*To-do list*:
a – Decide whether each statement, (i) to (iii), agrees with the tribunal decision, and answer yes or no, quoting the words of the decision that settle it. (i) The delegate cancelled the visa on 28 October 2022. (ii) The applicant attended the Tribunal hearing in person. (iii) An interpreter in the Filipino and English languages assisted at the hearing.
b – Print the part of the tribunal decision that runs from "The applicant appeared" up to and including "be set aside.", keeping its wording unchanged.

Antonio (Migration)
[2023] AATA 327
•10 February 2023
Antonio (Migration) [2023] AATA 327 (10 February 2023)
DECISION RECORD
DIVISION:Migration & Refugee Division
APPLICANT: Mr Carlos Jason Antonio
REPRESENTATIVE: Mrs Marilyn Miro Bacus (MARN: 1464231)
CASE NUMBER: 2215939
HOME AFFAIRS REFERENCE(S): BCC2021/732992
MEMBER:K. Chapman
DATE:10 February 2023
PLACE OF DECISION: Brisbane
DECISION:The Tribunal sets aside the decision under review and substitutes a decision not to cancel the applicant’s Subclass 186 - Employer Nomination Scheme visa.
Statement made on 10 February 2023 at 3:02pm
CATCHWORDS
MIGRATION – cancellation – Employer Nomination (Permanent) (Class EN) visa – Subclass 186 (Employer Nomination Scheme) – de facto relationship not declared in previous visa application – boyfriend and girlfriend relationship start date provided inadvertently – cohabitation started later – power to cancel the applicant’s visa does not arise – decision under review set aside
LEGISLATION
Migration Act 1958, ss 5(1), 97-105, 107-109
Migration Regulations 1994statement of decision and reasons
application for review
This is an application for review of a decision made by a delegate of the Minister for Home Affairs, on 28 October 2022, to cancel the applicant’s Subclass 186 - Employer Nomination Scheme visa under s 109(1) of the Migration Act 1958 (Cth) (‘the Act’).
On 24 August 2022, the applicant was issued with a Notice of Intention to Consider Cancellation (NOICC) of his Subclass 186 visa, on the basis that he failed to comply with s 101(b) of the Act. The delegate formed the view that the applicant had not declared he was in a de facto relationship, with his now wife, in his Subclass 186 visa application in 2017 whilst a secondary visa applicant. The delegate formed this view largely upon the basis of answers given by the applicant in a subsequent Partner visa sponsorship made in 2019, in respect of his now wife.
The applicant responded to the NOICC indicating that an honest mistake had been made regarding the date of commencement of their de facto relationship. On 28 October 2022, the delegate cancelled the visa on the basis that the applicant had not complied with s 101(b) of the Act. On 31 October 2022, the applicant applied to the Tribunal for review of the visa cancellation decision, providing a copy of that decision with his application.
The applicant appeared by video before the Tribunal on 18 January 2023 to give evidence and present arguments. The Tribunal also took evidence by video from the applicant’s wife, Mrs Jovi Antonio and his sister, Ms Clarizze Antonio. The Tribunal hearing was conducted with the assistance of an interpreter in the Filipino and English languages. The applicant confirmed he understood the interpreter. He was represented in relation to the review by his registered migration agent, who was permitted to make submissions.
For the following reasons, the Tribunal has concluded that the decision to cancel the applicant’s visa should be set aside.
ISSUES AND LAW
The issues in the present case are whether the grounds for cancellation are made out, and if so, whether the visa should be cancelled.

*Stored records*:
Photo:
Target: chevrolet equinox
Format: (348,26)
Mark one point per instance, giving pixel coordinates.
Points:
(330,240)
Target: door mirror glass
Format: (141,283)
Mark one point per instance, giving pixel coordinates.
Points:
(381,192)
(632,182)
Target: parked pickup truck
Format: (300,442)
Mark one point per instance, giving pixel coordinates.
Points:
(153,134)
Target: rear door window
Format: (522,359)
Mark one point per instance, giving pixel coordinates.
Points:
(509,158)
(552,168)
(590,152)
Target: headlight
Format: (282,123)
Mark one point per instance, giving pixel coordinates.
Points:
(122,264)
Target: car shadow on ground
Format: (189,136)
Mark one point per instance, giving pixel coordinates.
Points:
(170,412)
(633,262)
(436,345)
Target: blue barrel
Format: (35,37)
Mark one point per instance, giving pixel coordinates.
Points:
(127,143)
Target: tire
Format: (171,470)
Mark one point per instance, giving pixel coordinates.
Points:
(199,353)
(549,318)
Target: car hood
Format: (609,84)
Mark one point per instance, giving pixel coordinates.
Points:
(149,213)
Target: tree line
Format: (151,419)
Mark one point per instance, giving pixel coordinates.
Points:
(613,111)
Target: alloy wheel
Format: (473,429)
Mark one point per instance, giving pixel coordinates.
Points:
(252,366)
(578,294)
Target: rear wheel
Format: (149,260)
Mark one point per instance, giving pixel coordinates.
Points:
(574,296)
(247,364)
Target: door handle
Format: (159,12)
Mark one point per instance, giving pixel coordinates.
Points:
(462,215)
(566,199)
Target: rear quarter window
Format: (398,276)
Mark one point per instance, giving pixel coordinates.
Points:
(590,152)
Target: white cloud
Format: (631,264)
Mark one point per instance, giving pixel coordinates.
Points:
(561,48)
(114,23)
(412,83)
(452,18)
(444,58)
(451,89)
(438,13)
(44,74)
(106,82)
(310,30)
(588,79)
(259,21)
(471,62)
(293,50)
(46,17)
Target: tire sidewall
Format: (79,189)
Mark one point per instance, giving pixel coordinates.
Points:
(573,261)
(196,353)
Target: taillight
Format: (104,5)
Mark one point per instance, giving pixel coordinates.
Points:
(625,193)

*Solutions to the problems*:
a –
(i) Yes: "On 28 October 2022, the delegate cancelled the visa on the basis that the applicant had not complied with s 101(b) of the Act."
(ii) No: "The applicant appeared by video before the Tribunal on 18 January 2023 to give evidence and present arguments."
(iii) Yes: "The Tribunal hearing was conducted with the assistance of an interpreter in the Filipino and English languages."

b –
The applicant appeared by video before the Tribunal on 18 January 2023 to give evidence and present arguments. The Tribunal also took evidence by video from the applicant’s wife, Mrs Jovi Antonio and his sister, Ms Clarizze Antonio. The Tribunal hearing was conducted with the assistance of an interpreter in the Filipino and English languages. The applicant confirmed he understood the interpreter. He was represented in relation to the review by his registered migration agent, who was permitted to make submissions.
For the following reasons, the Tribunal has concluded that the decision to cancel the applicant’s visa should be set aside.